Can you copy the whole listing below word for word, leaving out the picture?
______________________________
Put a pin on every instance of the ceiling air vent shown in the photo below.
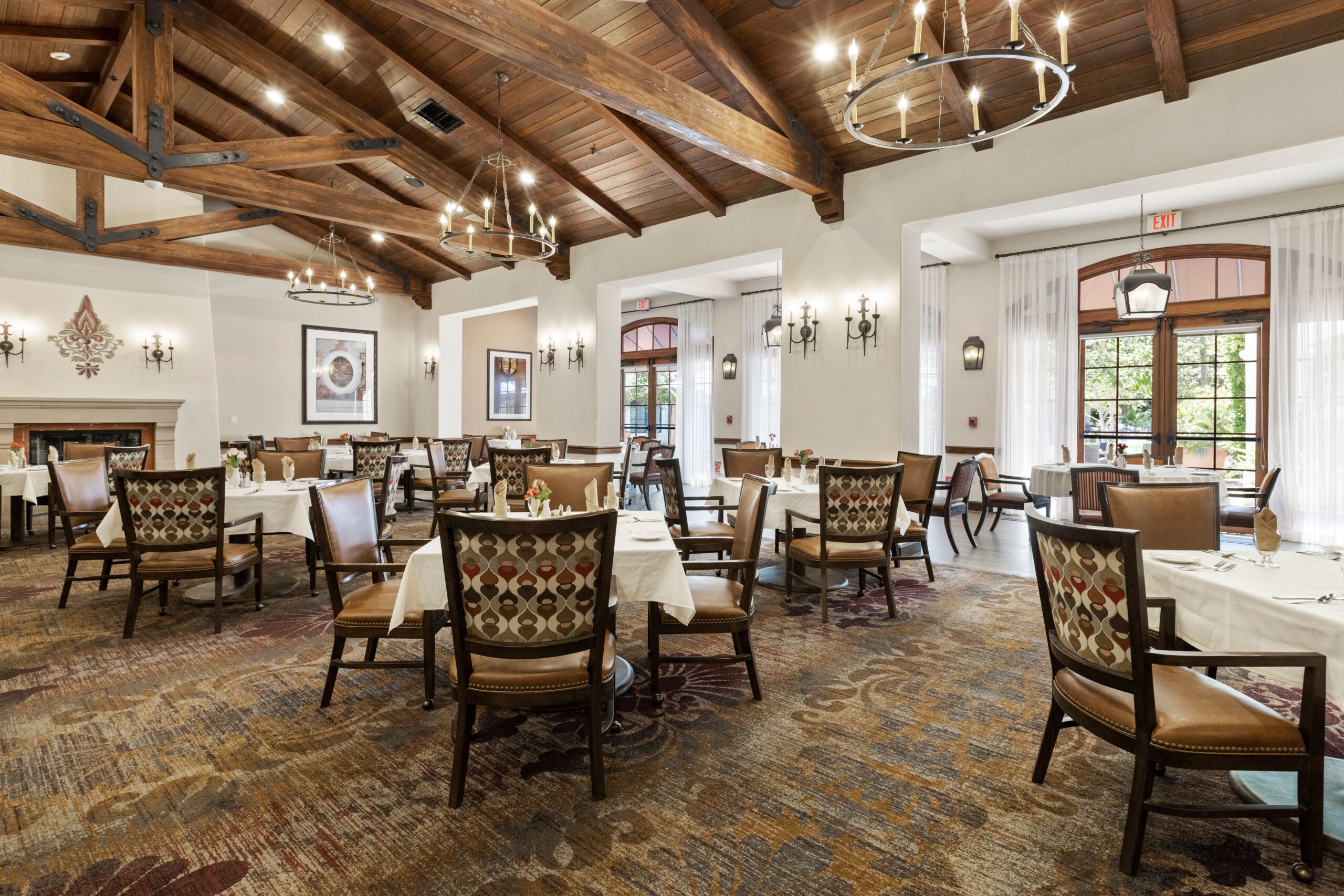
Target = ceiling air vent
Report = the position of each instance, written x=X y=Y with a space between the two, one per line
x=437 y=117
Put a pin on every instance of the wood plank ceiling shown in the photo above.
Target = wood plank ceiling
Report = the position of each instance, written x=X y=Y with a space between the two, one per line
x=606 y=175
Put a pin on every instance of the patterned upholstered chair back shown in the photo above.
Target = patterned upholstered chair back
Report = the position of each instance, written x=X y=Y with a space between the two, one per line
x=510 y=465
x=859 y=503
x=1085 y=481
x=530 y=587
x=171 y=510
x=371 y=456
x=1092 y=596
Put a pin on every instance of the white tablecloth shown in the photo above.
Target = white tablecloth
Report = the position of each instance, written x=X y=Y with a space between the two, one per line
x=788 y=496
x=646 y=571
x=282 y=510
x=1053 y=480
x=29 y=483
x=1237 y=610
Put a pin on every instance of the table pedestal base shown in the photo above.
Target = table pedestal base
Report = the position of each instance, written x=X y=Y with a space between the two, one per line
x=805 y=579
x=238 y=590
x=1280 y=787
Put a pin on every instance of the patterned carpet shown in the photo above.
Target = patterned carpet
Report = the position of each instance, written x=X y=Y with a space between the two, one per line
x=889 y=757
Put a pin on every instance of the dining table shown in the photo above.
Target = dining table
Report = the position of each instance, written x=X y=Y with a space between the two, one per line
______________________________
Task response =
Put a pin on every instance of the ceiling air vent shown in the photo below.
Target = ceiling air vent
Report = the position of each instance, written x=X y=Y with a space between the two, one per line
x=437 y=117
Put a pin on every instance of the wood plank ceiling shown in the photo above.
Target = wood plank ceiling
Report = the position of each instance, written x=X y=Y with a space between the two, one per line
x=606 y=175
Put a pin on every instance of the patterned upholstered chair back shown in the photo above.
Target = patterned upholstered chair back
Report = the position of each instance, written x=X y=Y with a space between the two, one per line
x=510 y=465
x=859 y=503
x=1085 y=481
x=530 y=587
x=171 y=510
x=371 y=456
x=1092 y=596
Put a pin on every instance of the white tablecloth shown in the photo above.
Target = white tablecloth
Report = the position of each instance, written x=X y=Y with a space between the two, one per line
x=788 y=496
x=646 y=571
x=282 y=510
x=1053 y=480
x=29 y=483
x=1237 y=610
Put a pin on every instance of the table pedestal base shown in the photo above.
Target = table pedestal base
Report = the position of each instance, written x=X y=Y with a space between the two, one per line
x=805 y=579
x=238 y=590
x=1280 y=787
Put a pin on every instance of the patterned carpet shown in the photo above.
Target = patterned carpet
Report = the position of each instance, written x=X y=Y with a space between the two, one per line
x=889 y=757
Put a pin on every instance of the dining table shown in the photo above.
Target = dining table
Report = the position of each instance, written x=X y=Y with a space between the two, one per line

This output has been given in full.